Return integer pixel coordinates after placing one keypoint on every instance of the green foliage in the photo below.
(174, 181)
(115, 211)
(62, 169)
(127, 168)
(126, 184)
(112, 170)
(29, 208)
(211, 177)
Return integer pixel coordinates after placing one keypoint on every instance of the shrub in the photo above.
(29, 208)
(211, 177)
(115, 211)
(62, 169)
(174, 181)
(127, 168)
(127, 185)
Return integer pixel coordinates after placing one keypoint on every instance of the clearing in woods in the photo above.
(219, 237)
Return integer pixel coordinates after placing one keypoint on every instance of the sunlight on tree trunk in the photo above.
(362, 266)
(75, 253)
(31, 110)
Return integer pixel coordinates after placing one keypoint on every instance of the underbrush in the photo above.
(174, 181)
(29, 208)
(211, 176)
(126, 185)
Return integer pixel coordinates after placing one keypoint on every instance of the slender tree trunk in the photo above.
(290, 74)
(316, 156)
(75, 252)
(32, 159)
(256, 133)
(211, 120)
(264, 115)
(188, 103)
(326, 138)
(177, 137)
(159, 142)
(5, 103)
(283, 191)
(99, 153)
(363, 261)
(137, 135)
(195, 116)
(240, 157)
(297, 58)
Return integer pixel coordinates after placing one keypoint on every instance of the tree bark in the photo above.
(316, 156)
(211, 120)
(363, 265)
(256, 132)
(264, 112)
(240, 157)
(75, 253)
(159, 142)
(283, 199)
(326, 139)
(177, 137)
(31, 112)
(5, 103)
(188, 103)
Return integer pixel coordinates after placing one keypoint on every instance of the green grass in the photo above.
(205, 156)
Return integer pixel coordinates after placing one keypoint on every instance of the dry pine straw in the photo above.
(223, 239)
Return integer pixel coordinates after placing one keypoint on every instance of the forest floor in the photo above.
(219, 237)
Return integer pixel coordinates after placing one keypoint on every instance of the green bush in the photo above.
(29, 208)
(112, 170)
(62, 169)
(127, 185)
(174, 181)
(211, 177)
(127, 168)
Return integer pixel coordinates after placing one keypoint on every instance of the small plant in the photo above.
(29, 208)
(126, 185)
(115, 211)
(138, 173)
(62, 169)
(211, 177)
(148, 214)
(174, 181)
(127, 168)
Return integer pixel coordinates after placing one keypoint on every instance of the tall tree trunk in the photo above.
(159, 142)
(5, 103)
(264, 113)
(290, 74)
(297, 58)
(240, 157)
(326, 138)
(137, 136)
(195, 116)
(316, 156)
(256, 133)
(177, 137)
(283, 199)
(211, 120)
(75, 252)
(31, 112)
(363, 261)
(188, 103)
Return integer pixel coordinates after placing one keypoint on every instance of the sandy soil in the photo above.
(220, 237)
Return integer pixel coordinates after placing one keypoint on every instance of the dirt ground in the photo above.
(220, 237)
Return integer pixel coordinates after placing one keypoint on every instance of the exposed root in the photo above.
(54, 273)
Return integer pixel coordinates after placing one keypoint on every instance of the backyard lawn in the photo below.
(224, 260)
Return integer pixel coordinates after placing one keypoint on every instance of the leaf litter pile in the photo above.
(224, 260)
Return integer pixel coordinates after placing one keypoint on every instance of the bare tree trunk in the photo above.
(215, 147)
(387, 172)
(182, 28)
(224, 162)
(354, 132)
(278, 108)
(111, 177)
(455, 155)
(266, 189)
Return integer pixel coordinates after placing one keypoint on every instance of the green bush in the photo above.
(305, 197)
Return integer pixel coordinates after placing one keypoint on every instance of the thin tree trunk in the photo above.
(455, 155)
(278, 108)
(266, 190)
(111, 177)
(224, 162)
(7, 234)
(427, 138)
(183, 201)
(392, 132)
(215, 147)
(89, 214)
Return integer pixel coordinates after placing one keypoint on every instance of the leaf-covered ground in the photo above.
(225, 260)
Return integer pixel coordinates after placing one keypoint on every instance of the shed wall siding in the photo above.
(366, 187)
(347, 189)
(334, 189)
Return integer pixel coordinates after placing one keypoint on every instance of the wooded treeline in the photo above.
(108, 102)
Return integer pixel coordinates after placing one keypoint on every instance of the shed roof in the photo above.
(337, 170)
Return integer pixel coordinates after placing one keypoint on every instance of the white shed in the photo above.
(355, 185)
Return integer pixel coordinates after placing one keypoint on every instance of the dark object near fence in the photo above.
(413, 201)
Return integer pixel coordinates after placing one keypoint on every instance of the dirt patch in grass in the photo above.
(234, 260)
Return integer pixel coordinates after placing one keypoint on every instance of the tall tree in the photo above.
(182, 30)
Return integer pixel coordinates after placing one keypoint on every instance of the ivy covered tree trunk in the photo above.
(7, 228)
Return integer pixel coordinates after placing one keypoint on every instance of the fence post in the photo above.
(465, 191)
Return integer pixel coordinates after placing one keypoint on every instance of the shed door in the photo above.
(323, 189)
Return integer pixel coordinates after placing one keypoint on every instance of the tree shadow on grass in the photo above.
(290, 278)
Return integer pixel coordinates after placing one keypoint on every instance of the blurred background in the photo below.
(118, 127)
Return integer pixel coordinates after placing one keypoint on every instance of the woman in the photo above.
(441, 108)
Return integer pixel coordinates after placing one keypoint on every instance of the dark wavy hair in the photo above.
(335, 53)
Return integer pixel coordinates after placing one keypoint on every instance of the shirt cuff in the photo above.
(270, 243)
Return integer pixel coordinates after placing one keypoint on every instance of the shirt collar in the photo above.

········

Task:
Transcribe the data. Leave every line exactly as it is.

Answer to the problem:
Return integer pixel coordinates after placing one keypoint on every instance of the green foliage in the photo below.
(174, 181)
(115, 211)
(62, 169)
(127, 168)
(126, 184)
(112, 170)
(29, 208)
(211, 177)
Return integer pixel coordinates after placing one keypoint on every instance of the shrub in the photo above.
(29, 208)
(211, 177)
(115, 211)
(62, 169)
(174, 181)
(127, 168)
(127, 185)
Return integer pixel coordinates after placing one keypoint on every instance of the clearing in woods in the photo above.
(219, 237)
Return integer pixel coordinates after placing one keypoint on every instance of the sunlight on tree trunk in the photo above.
(362, 266)
(75, 253)
(31, 110)
Return integer pixel coordinates after placing one keypoint on every instance of the underbrush in the photo above.
(174, 181)
(29, 208)
(211, 176)
(126, 185)
Return integer pixel coordinates after placing one keypoint on every instance of the slender tree trunk in the photo above.
(290, 74)
(316, 156)
(75, 252)
(32, 159)
(256, 133)
(211, 120)
(264, 115)
(188, 103)
(326, 138)
(177, 137)
(159, 142)
(5, 103)
(283, 191)
(99, 153)
(363, 261)
(137, 135)
(195, 116)
(240, 157)
(297, 58)
Return integer pixel coordinates after placing one keypoint on every instance of the tree bark in the photo above.
(316, 156)
(211, 120)
(363, 265)
(256, 132)
(264, 112)
(240, 157)
(75, 253)
(159, 142)
(283, 199)
(326, 139)
(177, 137)
(31, 112)
(5, 103)
(188, 103)
Return integer pixel coordinates after placing one keypoint on every instance of the green grass in the photo above.
(205, 156)
Return integer pixel coordinates after placing one keypoint on every instance of the dry pine straw in the photo above.
(223, 239)
Return integer pixel coordinates after placing one keypoint on every instance of the forest floor in the photo above.
(219, 237)
Return integer pixel coordinates after placing one keypoint on every instance of the green bush in the photo above.
(29, 208)
(112, 170)
(62, 169)
(127, 185)
(174, 181)
(211, 177)
(127, 168)
Return integer pixel coordinates after placing one keypoint on every instance of the small plant in the photo above.
(29, 208)
(126, 185)
(115, 211)
(138, 173)
(62, 169)
(211, 177)
(148, 214)
(174, 181)
(127, 168)
Return integer pixel coordinates after placing one keypoint on every instance of the tall tree trunk in the photo above.
(159, 142)
(5, 103)
(264, 113)
(290, 74)
(297, 58)
(240, 157)
(326, 138)
(137, 136)
(195, 116)
(316, 156)
(256, 133)
(177, 137)
(283, 199)
(211, 120)
(75, 252)
(31, 112)
(363, 261)
(188, 103)
Return integer pixel coordinates after placing one keypoint on every instance of the sandy soil in the photo above.
(220, 237)
Return integer pixel coordinates after placing one keypoint on every instance of the dirt ground in the photo above.
(220, 237)
Return integer pixel coordinates after placing one keypoint on every instance of the exposed root in the photo above.
(54, 273)
Return integer pixel coordinates after placing one keypoint on every instance of the backyard lawn in the photo below.
(224, 260)
Return integer pixel coordinates after placing one keypoint on every instance of the leaf litter pile in the photo above.
(224, 260)
Return integer pixel coordinates after placing one keypoint on every instance of the bare tree trunk in the photo above.
(215, 147)
(387, 172)
(182, 28)
(224, 162)
(354, 132)
(278, 108)
(111, 177)
(455, 155)
(266, 189)
Return integer pixel coordinates after placing one keypoint on every instance of the green bush in the photo above.
(305, 197)
Return integer pixel coordinates after placing one keypoint on every instance of the thin tree trunk in the photo above.
(455, 155)
(278, 108)
(266, 190)
(111, 177)
(224, 162)
(7, 234)
(427, 138)
(183, 201)
(392, 132)
(215, 147)
(89, 214)
Return integer pixel coordinates after placing one keypoint on every instance of the leaf-covered ground in the photo above.
(225, 260)
Return integer pixel coordinates after placing one keypoint on every instance of the shed wall siding in the photo above.
(366, 187)
(347, 189)
(334, 189)
Return integer pixel coordinates after placing one keypoint on every instance of the wooded treeline in the photo above.
(108, 102)
Return integer pixel coordinates after placing one keypoint on every instance of the shed roof in the photo above.
(337, 170)
Return integer pixel coordinates after placing one keypoint on every instance of the white shed in the photo above.
(355, 185)
Return integer pixel coordinates after placing one keypoint on every instance of the dark object near fence in the photo above.
(413, 201)
Return integer pixel coordinates after placing one keypoint on every instance of the dirt patch in grass in the photo above.
(234, 260)
Return integer pixel coordinates after placing one keypoint on every instance of the tall tree in the photo above.
(182, 30)
Return integer pixel coordinates after placing one keypoint on every instance of the ivy covered tree trunk in the photo above.
(7, 228)
Return integer pixel coordinates after placing one keypoint on every instance of the fence post in the photo above.
(465, 191)
Return integer pixel coordinates after placing one keypoint on every instance of the shed door in the photo above.
(323, 189)
Return integer pixel coordinates after placing one keypoint on every instance of the tree shadow on grass in the photo above.
(290, 278)
Return integer pixel coordinates after placing one keypoint on every instance of the blurred background in the photo below.
(118, 127)
Return integer pixel coordinates after placing one keypoint on every instance of the woman in the photo above.
(441, 108)
Return integer pixel coordinates after placing one keypoint on every instance of the dark wavy hair in the photo above.
(335, 53)
Return integer pixel coordinates after placing one keypoint on every instance of the shirt cuff in the photo above.
(270, 243)
Return integer pixel coordinates after placing one keypoint on every instance of the shirt collar in the photo above.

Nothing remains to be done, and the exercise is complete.